▶ [Selection]:
■ ■ ■ ■ ■

From abe7d2424c5a4ac68fdccbcb5b77416172f7a9e2 Mon Sep 17 00:00:00 2001
From: badayvedat <54285744+badayvedat@users.noreply.github.com>
Date: Wed, 17 Dec 2025 00:15:58 +0000
Subject: [PATCH 1/2] fix: flash_attn_3_func return value unpacking in
 _wrapped_flash_attn_3

---
 src/diffusers/models/attention_dispatch.py | 1 +
 1 file changed, 1 insertion(+)

diff --git a/src/diffusers/models/attention_dispatch.py b/src/diffusers/models/attention_dispatch.py
index 310c44457c27..988c9995e9a7 100644
--- a/src/diffusers/models/attention_dispatch.py
+++ b/src/diffusers/models/attention_dispatch.py
@@ -657,6 +657,7 @@ def _wrapped_flash_attn_3(
         pack_gqa=pack_gqa,
         deterministic=deterministic,
         sm_margin=sm_margin,
+        return_attn_probs=True,
     )
     lse = lse.permute(0, 2, 1)
     return out, lse

From 3de380d3266586a75c5176d7a72a52ad3745ef0d Mon Sep 17 00:00:00 2001
From: badayvedat <54285744+badayvedat@users.noreply.github.com>
Date: Wed, 17 Dec 2025 23:58:02 +0000
Subject: [PATCH 2/2] refactor: remove old wrapper

---
 src/diffusers/models/attention_dispatch.py | 82 ++--------------------
 1 file changed, 7 insertions(+), 75 deletions(-)

■ ■ ■ ■ ■

▶ [Problem 1]: List every keyword argument shown in the function call inside the patch's first code change.
▶ [Problem 2]: Locate each line in the records that contains the word "door", and copy those lines.
The records that follow are unrelated to the patch.

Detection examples
■ ■ ■ ■ ■

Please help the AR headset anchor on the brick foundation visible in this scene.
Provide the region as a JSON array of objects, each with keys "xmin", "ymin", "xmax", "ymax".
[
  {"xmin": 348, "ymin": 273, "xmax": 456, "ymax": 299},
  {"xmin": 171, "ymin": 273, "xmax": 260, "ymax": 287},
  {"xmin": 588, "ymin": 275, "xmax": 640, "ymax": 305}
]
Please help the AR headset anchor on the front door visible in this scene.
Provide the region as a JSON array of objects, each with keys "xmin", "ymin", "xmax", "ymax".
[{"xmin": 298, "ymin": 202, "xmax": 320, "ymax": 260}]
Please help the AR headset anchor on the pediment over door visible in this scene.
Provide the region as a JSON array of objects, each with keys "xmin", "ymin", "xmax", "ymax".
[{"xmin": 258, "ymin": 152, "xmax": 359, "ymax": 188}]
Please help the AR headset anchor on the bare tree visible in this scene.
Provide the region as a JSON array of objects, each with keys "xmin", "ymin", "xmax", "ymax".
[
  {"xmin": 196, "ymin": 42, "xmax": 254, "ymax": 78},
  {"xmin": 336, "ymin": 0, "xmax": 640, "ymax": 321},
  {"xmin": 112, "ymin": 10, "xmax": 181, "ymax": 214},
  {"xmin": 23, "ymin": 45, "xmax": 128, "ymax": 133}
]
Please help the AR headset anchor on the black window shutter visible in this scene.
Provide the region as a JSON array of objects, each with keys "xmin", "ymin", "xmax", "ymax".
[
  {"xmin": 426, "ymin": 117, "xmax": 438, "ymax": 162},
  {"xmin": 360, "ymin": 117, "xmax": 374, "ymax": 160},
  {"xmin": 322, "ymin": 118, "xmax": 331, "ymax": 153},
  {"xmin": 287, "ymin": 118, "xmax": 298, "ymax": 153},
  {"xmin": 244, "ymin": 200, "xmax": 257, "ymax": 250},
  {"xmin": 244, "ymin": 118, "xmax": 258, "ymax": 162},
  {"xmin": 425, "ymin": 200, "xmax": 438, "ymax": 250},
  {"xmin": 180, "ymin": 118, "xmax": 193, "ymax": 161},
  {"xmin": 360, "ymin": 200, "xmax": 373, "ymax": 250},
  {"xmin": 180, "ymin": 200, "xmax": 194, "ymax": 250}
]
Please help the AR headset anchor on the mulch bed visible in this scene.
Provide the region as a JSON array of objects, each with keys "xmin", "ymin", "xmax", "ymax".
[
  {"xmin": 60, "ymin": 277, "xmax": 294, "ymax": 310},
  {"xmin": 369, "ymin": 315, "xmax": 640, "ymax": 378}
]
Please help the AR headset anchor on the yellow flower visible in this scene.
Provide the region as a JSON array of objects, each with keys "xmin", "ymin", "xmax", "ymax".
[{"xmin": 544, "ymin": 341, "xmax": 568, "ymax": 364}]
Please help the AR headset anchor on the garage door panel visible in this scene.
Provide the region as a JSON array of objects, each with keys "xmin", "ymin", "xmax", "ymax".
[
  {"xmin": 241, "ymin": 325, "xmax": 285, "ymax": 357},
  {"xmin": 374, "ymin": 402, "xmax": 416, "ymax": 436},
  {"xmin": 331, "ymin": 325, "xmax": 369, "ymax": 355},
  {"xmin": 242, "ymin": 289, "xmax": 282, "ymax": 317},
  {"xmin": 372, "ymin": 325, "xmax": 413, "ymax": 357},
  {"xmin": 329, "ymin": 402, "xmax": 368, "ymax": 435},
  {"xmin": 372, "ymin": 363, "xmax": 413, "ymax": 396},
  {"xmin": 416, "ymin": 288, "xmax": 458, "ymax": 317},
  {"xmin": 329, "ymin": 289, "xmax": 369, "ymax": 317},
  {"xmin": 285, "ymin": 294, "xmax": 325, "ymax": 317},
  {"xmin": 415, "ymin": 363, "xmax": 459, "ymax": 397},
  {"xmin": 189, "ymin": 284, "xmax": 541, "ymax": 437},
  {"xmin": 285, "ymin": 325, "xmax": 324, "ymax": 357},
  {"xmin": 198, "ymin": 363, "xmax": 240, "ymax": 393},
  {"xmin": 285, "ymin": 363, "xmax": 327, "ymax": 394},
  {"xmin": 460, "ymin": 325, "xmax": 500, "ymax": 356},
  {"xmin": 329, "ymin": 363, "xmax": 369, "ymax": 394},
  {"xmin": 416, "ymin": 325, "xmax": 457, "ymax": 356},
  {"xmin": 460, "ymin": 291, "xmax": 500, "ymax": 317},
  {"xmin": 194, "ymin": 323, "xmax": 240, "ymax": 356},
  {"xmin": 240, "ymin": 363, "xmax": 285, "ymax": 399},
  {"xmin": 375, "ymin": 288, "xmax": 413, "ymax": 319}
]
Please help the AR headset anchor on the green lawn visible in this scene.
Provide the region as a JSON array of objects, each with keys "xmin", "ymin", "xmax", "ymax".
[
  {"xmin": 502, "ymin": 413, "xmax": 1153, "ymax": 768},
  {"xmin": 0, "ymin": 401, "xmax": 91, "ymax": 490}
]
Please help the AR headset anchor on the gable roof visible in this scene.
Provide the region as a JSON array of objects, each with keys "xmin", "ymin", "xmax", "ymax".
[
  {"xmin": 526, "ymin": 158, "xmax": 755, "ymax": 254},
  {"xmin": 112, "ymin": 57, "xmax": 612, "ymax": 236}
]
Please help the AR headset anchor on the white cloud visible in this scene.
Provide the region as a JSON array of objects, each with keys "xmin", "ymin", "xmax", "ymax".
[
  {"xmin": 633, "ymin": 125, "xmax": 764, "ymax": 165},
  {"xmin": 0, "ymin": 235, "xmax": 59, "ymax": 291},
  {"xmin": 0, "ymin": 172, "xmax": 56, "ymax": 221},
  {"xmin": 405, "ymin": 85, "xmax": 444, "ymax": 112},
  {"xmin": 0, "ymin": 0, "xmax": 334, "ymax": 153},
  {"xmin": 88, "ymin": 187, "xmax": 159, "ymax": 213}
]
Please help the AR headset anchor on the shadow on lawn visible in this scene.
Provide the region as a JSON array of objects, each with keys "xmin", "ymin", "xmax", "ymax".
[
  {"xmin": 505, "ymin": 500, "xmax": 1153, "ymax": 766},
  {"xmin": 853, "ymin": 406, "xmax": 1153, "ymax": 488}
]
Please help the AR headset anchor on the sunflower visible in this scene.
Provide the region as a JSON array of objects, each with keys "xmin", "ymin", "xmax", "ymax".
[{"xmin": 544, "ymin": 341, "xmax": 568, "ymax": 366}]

■ ■ ■ ■ ■

▶ [Problem solution 1]: pack_gqa, deterministic, sm_margin, return_attn_probs

▶ [Problem solution 2]:
Please help the AR headset anchor on the front door visible in this scene.
Please help the AR headset anchor on the pediment over door visible in this scene.
Please help the AR headset anchor on the garage door panel visible in this scene.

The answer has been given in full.